____ INPUT DATA
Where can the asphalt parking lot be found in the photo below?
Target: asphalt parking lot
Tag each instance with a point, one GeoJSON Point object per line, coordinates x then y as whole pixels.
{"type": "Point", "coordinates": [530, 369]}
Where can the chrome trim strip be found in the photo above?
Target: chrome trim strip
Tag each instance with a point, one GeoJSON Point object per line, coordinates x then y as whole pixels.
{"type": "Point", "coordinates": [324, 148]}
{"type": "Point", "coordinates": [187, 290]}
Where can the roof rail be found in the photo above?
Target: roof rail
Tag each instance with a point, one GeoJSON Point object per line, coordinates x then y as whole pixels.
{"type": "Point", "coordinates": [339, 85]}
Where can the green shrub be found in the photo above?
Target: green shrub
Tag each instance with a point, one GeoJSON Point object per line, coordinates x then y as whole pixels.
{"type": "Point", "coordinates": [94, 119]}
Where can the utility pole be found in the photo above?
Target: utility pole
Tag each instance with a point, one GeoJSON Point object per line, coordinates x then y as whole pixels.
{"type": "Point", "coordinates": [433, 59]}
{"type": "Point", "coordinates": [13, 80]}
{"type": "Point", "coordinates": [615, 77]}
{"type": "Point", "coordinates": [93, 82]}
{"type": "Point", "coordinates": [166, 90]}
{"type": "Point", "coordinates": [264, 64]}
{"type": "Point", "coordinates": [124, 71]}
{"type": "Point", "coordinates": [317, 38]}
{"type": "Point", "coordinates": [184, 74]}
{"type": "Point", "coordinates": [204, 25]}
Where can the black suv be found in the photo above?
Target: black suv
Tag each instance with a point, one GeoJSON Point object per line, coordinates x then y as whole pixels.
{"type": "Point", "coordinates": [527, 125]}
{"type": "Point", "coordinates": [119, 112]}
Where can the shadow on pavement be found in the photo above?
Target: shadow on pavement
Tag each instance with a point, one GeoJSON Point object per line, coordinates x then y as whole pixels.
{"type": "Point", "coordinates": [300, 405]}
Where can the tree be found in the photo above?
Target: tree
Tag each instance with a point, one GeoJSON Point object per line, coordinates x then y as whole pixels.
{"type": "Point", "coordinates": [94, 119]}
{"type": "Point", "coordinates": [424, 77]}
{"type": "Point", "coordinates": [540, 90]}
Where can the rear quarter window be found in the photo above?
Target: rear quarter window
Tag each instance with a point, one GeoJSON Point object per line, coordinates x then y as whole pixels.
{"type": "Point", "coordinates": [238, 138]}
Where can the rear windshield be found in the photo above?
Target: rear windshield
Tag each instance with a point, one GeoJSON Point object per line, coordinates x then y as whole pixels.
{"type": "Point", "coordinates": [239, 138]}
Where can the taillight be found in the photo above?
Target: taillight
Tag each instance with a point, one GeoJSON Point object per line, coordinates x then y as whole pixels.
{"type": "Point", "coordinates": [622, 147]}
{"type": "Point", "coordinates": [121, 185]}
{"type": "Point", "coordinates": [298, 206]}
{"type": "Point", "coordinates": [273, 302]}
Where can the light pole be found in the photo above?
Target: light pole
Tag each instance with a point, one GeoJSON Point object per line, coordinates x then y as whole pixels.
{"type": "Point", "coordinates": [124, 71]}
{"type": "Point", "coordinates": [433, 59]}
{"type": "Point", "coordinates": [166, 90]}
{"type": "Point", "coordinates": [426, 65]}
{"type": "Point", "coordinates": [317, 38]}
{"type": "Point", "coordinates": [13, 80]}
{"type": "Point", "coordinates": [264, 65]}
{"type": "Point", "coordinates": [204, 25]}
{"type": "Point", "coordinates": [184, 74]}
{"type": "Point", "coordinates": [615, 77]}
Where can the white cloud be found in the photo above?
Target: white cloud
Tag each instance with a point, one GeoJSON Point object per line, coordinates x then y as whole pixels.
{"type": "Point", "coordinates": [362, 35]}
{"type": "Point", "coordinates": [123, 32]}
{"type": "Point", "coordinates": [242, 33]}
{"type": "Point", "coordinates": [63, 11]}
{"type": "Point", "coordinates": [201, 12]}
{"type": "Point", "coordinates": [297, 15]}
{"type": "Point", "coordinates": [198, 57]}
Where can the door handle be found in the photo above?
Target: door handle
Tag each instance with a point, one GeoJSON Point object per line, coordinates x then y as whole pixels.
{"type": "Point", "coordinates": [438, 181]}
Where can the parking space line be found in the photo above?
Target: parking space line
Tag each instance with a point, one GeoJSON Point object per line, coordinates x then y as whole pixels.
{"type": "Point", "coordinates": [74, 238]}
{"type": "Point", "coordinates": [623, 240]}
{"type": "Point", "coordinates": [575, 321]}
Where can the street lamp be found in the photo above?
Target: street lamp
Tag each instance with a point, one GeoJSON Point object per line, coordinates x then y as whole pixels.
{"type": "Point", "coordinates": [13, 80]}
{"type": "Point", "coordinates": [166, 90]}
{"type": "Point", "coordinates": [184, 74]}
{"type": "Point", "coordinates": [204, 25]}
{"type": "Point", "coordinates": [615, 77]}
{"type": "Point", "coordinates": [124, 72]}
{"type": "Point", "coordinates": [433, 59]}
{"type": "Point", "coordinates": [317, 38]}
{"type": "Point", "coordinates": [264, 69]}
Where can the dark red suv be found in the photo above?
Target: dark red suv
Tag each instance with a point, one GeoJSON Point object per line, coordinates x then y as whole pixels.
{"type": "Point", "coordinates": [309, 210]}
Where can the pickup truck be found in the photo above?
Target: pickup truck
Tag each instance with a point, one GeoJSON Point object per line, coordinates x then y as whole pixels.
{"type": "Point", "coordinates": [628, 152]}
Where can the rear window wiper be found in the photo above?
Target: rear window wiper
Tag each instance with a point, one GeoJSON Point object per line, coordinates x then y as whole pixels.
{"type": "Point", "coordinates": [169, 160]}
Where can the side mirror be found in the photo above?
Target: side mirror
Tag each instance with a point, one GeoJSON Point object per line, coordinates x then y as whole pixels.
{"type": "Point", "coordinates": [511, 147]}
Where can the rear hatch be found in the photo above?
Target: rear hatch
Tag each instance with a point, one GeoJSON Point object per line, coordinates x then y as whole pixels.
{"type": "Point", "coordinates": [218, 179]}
________
# WORK REQUIRED
Produce only the lines from the line containing "Target: rear quarter window" through the line containing "Target: taillight", inclusive of both, exactly as they stand in the entries above.

# TASK OUTPUT
Target: rear quarter window
Tag each instance with a point, one GeoJSON Point object per line, coordinates x then y as whole pixels.
{"type": "Point", "coordinates": [238, 138]}
Where can the rear windshield be found in the photo above?
Target: rear windshield
Tag each instance with a point, one GeoJSON Point object per line, coordinates x then y as whole pixels.
{"type": "Point", "coordinates": [239, 138]}
Where can the taillight be found in the photo above?
Target: taillight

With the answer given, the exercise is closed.